====== Текст для чтения ======
Он воспользовался этой возможностью и мягко перебил меня:
— Много, много крови… О Аллах! — И, подняв ладони к лицу, он зашептал молитву.
Мне показалось, что подходящий момент уже настал: ведь когда звучит имя Аллаха, все земное кажется не таким значительным или уж, во всяком случае, не требующим сокрытия — по крайней мере, между мной и Халилем.
— Скажи, победим мы в этом году душманов? — Сквозь смуглую кожу его лица проступил румянец, а в глазах — черным-черно. — И что нам нужно для этого сделать?
— Разрешите? — Халиль взял в руки рюмку.
— На здоровье.
Он выпил.
— Войска шурави надо вывести из Афганистана…
— Как?
— Победы не будет. Даже через десять, пятнадцать и двадцать святых рамазанов.
Я ждал откровенного ответа на вопрос: когда можно одержать победу? А он ответил, что победы вообще быть не может. Признаюсь, состояние мое было таковым, будто меня обухом по голове хватили.
====== Извлечённые данные ======
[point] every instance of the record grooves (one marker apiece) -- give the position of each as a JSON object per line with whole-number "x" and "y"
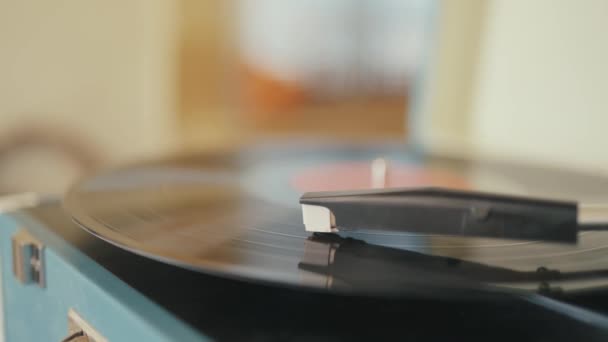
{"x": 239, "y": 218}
======
====== Извлечённые данные ======
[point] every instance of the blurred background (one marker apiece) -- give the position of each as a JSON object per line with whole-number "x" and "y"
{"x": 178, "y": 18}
======
◆ Выполните задания
A. Ответьте по отрывку о беседе с Халилем:
(i) Что Халиль взял в руки, прежде чем выпить?
(ii) Что, по словам Халиля, надо сделать с войсками шурави?
(iii) С чем рассказчик сравнивает своё состояние в последнем предложении?
B. Продолжите отрывок о беседе с Халилем, начав сразу после его последнего предложения.

◆ Ответы
A.
(i) Рюмку.
(ii) Вывести из Афганистана.
(iii) С тем, будто его обухом по голове хватили.

B.
Я подавил замешательство и налил Халилю еще.
— А ты обоснуй. Я все пойму.
Он выпил и продолжал молчать.
— Слушай, Халиль, даю тебе слово чести, что тайну нашего разговора сохраню 10… 15 лет.
Но он по-прежнему молчал. А я продолжал настаивать.
— Тогда, под Джелалабадом, я тебе доверился. Теперь ты поверь мне.
Больше трех часов длился наш разговор. Говорил в основном Халиль, преодолевая трудности русского языка. Этот разговор, естественно, не стенографировался, как обычно, при переводчике, и никогда и никому мною официально не докладывался.
Поначалу Халиль волновался, но потом, выпив еще коньяку, как-то не по-восточному расслабился и выложил мне все, о чем, вероятно, много сам размышлял, ведомый своей тонкой — в ниточку — мусульманской совестью.
Вот главное, что осталось в памяти от того разговора.
— В Афганистане воюют все против всех. И все предают всех.
— Нас тоже?
Халиль, уклонившись от ответа, продолжал:
— Афганистан спасет лишь джирга и женщина с белым платком, посланная Аллахом.
— Анахита?
— Ее к тому времени Аллах заберет к себе. Другая. Такая же красивая и умная. — Он выпил еще рюмку и прохрипел: — А вы с позором уйдете из Афганистана!
— Довольно, Халиль.
— Извините, вы сами просили… — И, помолчав, хрипло добавил: — Афганистан можно купить. Победить его нельзя, Раис!
Вошел генерал Черемных.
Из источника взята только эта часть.